WHAT YOU ARE ASKED TO DO:
Retype each entry below exactly as it stands.

★ ★ ★ ★ ★

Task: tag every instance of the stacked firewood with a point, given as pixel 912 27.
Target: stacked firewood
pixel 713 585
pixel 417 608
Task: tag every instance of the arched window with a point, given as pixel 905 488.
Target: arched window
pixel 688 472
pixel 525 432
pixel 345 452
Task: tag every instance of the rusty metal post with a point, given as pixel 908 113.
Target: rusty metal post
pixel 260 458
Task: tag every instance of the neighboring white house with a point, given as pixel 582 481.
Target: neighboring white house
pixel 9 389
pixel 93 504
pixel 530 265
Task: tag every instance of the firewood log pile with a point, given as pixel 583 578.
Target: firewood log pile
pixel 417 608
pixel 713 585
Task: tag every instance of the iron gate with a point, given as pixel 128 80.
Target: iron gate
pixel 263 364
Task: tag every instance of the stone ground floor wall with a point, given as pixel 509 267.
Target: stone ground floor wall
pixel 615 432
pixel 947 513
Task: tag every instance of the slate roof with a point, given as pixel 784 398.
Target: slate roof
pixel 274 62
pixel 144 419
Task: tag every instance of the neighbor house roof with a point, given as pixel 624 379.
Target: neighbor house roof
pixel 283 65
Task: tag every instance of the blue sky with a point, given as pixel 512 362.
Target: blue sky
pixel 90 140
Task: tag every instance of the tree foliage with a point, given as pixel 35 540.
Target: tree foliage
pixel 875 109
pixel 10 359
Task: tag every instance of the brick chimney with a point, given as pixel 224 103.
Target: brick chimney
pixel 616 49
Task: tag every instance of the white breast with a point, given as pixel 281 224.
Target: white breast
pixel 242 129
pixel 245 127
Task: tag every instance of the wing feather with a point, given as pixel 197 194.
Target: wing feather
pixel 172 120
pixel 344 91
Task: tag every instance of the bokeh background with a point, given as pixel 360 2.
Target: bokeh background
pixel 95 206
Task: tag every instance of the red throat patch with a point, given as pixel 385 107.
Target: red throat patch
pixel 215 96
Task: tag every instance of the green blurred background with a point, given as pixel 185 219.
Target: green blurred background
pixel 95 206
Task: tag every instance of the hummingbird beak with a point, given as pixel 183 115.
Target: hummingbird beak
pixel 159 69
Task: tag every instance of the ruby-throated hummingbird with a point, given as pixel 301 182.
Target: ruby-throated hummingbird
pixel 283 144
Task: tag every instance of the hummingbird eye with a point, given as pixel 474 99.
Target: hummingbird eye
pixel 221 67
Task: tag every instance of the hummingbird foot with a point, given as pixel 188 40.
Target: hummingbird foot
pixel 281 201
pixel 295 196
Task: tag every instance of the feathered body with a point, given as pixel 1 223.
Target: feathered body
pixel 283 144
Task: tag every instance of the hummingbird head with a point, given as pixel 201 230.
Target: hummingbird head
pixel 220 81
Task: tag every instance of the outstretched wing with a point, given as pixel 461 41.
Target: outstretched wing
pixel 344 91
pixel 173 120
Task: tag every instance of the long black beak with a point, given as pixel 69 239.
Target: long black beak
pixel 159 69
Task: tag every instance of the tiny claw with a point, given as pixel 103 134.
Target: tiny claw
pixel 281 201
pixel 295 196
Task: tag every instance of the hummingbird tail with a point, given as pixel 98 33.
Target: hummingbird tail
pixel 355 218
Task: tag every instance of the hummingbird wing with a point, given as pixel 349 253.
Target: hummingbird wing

★ ★ ★ ★ ★

EXPECTED OUTPUT:
Task: tag every instance of the stacked firewood with a point, given as pixel 912 27.
Target: stacked firewood
pixel 713 585
pixel 417 608
Task: tag every instance of the arched window with a point, given as pixel 905 488.
Target: arched window
pixel 688 472
pixel 525 432
pixel 345 452
Task: tag every instance of the rusty metal post with a point, given as pixel 908 113.
Target: rusty metal post
pixel 260 458
Task: tag every instance of the neighboring white house with a point, given as pixel 582 481.
Target: neighboring white house
pixel 9 389
pixel 93 504
pixel 530 265
Task: tag every instance of the firewood log pile with a point, given as pixel 583 578.
Target: firewood log pile
pixel 417 608
pixel 713 585
Task: tag every instance of the iron gate with a point, given as pixel 128 80.
Target: iron gate
pixel 263 364
Task: tag every instance of the stone ground floor wall with a point, given as pixel 509 267.
Target: stone ground floor wall
pixel 615 432
pixel 947 513
Task: tag every instance of the slate roof with a point, given as pixel 784 398.
Target: slate roof
pixel 274 62
pixel 144 419
Task: tag every instance of the neighbor house roof with a point, given as pixel 624 379.
Target: neighbor house roof
pixel 283 65
Task: tag every instance of the blue sky with a point, given as pixel 512 362.
Target: blue sky
pixel 90 140
Task: tag every instance of the tree foliage with a point, given as pixel 35 540.
Target: tree foliage
pixel 875 109
pixel 10 359
Task: tag every instance of the brick chimney with a point, given as pixel 224 103.
Target: brick chimney
pixel 616 49
Task: tag every instance of the white breast with a point, given as pixel 281 224.
Target: white breast
pixel 242 129
pixel 245 127
Task: tag every instance of the wing feather with a point, given as pixel 197 194.
Target: wing feather
pixel 172 120
pixel 344 91
Task: tag every instance of the bokeh background with a point, given as pixel 360 2.
Target: bokeh background
pixel 95 206
Task: tag every instance of the red throat patch with a point, given as pixel 385 107.
Target: red throat patch
pixel 215 96
Task: tag every instance of the green blurred background with a point, given as pixel 185 219.
Target: green blurred background
pixel 95 206
Task: tag every instance of the hummingbird beak with a point, given as pixel 183 115.
Target: hummingbird beak
pixel 159 69
Task: tag every instance of the ruby-throated hummingbird with a point, given as pixel 301 182.
Target: ruby-throated hummingbird
pixel 283 144
Task: tag every instance of the hummingbird eye with a point, given as pixel 474 99.
Target: hummingbird eye
pixel 221 67
Task: tag every instance of the hummingbird foot with a point, given as pixel 188 40.
Target: hummingbird foot
pixel 281 201
pixel 295 196
Task: tag every instance of the feathered body with a point, given as pixel 1 223.
Target: feathered body
pixel 283 144
Task: tag every instance of the hummingbird head with a point, given as pixel 201 230.
Target: hummingbird head
pixel 220 81
Task: tag every instance of the outstretched wing with a point, given as pixel 461 41.
Target: outstretched wing
pixel 344 91
pixel 173 120
Task: tag every instance of the long black beak with a point, given as pixel 69 239.
Target: long black beak
pixel 159 69
Task: tag every instance of the tiny claw with a point, given as pixel 103 134.
Target: tiny claw
pixel 281 201
pixel 295 196
Task: tag every instance of the hummingbird tail with a point, given as pixel 98 33.
Target: hummingbird tail
pixel 355 218
Task: tag every instance of the hummingbird wing with a point, given as pixel 349 253.
Target: hummingbird wing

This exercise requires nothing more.